*** Document extract ***

Title quote is from a controversial article being passed around by the techbro/”hysteria” crowd. Don’t read it; its errors have been explained elsewhere. I just wanted to draw your attention to the paragraph meant to convince you to trust the author’s analysis:

The following article is a systematic overview of COVID-19 driven by data from medical professionals and academic articles that will help you understand what is going on (sources include CDC, WHO, NIH, NHS, University of Oxford, John Hopkins, Stanford, Harvard, NEJM, JAMA, and several others). I’m quite experienced at understanding virality, how things grow, and data. In my vocation, I’m most known for popularizing the “growth hacking movement” in Silicon Valley that specializes in driving rapid and viral adoption of technology products. Data is data. Our focus here isn’t treatments but numbers. You don’t need a special degree to understand what the data says and doesn’t say. Numbers are universal.

Also, once Medium took it down, the author responded with: > I guess citations from CDC, John Hopkins, WHO, is too much for the thought police.

They targeted numbers. Numbers.

You don’t need a special degree to understand what the data says and doesn’t say.

LinkedIn’s Top Things Not to Say in a Job Interview.

I hope you walk away with a more informed perspective on how you can help and fight back against the hysteria that is driving our country into a dark place.

Let’s see those optimistic concluding remarks!

I’m an individual American who sees his community and loved ones being decimated without given a choice, without empathy, and while the media cheers on with high ratings.

*** End of Document extract ***
*** Data provided ***

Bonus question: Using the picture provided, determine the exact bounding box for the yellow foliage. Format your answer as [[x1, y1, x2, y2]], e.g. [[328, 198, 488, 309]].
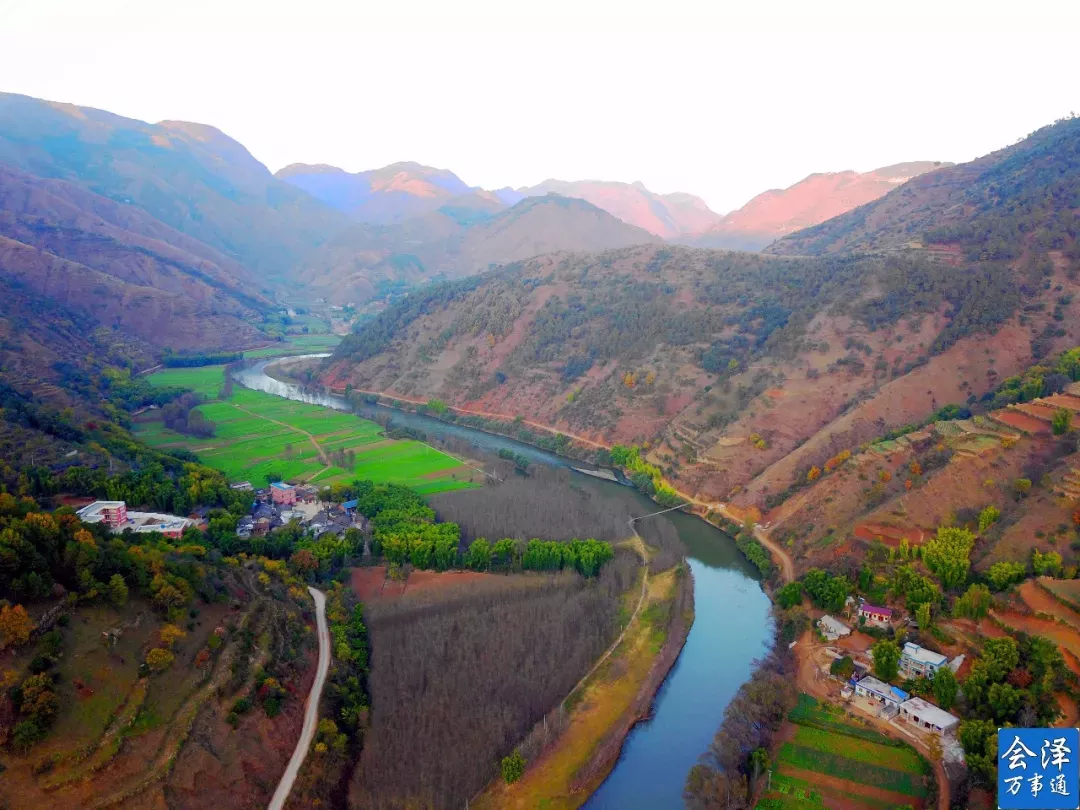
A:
[[146, 647, 176, 672], [0, 605, 36, 646], [158, 624, 187, 648]]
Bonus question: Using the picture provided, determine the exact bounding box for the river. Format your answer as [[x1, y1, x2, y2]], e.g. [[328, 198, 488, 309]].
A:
[[233, 355, 772, 810]]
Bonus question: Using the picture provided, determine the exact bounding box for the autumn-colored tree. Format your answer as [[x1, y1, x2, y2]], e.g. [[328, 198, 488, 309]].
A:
[[158, 624, 187, 649], [146, 647, 176, 672], [0, 605, 36, 647], [108, 573, 127, 607], [288, 549, 319, 575]]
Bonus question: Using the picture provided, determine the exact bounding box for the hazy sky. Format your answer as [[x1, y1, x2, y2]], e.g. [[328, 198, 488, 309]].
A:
[[0, 0, 1080, 212]]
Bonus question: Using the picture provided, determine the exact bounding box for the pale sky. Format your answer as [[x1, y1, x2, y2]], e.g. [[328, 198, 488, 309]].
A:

*** End of Data provided ***

- To do:
**A.** Answer these questions about the post on the viral COVID-19 article:
(i) What movement does the article's author say he is most known for popularizing in Silicon Valley?
(ii) Which site took the article down?
(iii) Which three organizations does the author name in his response to the takedown?
**B.** Output the section of the post on the viral COVID-19 article from "Also, once Medium" up to and including "targeted numbers. Numbers.".
**C.** Pick up the post on the viral COVID-19 article after its last sentence and continue it in the same voice.
The data play no part in this work and can be set aside.

- Answers to the tasks:
**A.**
(i) The "growth hacking movement."
(ii) Medium.
(iii) CDC, John Hopkins, and WHO.

**B.**
Also, once Medium took it down, the author responded with: > I guess citations from CDC, John Hopkins, WHO, is too much for the thought police.

They targeted numbers. Numbers.

**C.**
When this is all over, look for massive confirmation bias and pyrrhic celebration by elites.

Our communities will be left with nothing but a shadow of the longest bull market in the history of our country.

:D

tfw when you write an article against hysteria but conclude with it, huh?

Also, a bull market is when stonks go up. I think that's literally the opposite of what he thinks he's saying.
By his reference to Main Street in the paragraph before it, I'm assuming he means Wall Street will have a recovery that won't benefit average Americans much. In other words, another post-recession recovery like the one that had been trend since 2010 after the 2008 Subprime mortgage crisis.
> You don’t need a special degree to understand what the data says and doesn’t say. cries in math degree
*experiences Statistics class ptsd*
With respect to pyrrhic celebration...to be honest I’m more looking forward to finger-pointing than anything else

I went into data science in the tech world and, honestly, most data scientists here aren’t. The culture around it is totally indifferent to subject matter expertise or theoretical validity. Its just correlation = causation fallacies across the board.

I came from a social science background and spent a lot of time considering the validity and generalizability of my data and constraints around what is and isn’t a valid conclusion to draw. They don’t. They’re like kids with matches. It’s all the worst elements of p-hacking and complete tunnel vision around consequences.

> Its just correlation = causation fallacies across the board. He doesn't even get this far. He misquotes the *figures* from his sources, contradicts himself throughout the article, and generally just seems to want to churn out as many anti-lockdown conclusions as possible. He has a conclusion in mind, and finds whatever data helps him show it. Data science!
If there's data in it, it's science right?
Yes. Also, doing science includes not addressing critiques, and if my scientific blog post is taken down, I will claim I am SILENCED and tag notable expert colleagues in virality such as ([checks notes](https://twitter.com/aginnt/status/1241566655546884096)) Steven Crowder. This is also science.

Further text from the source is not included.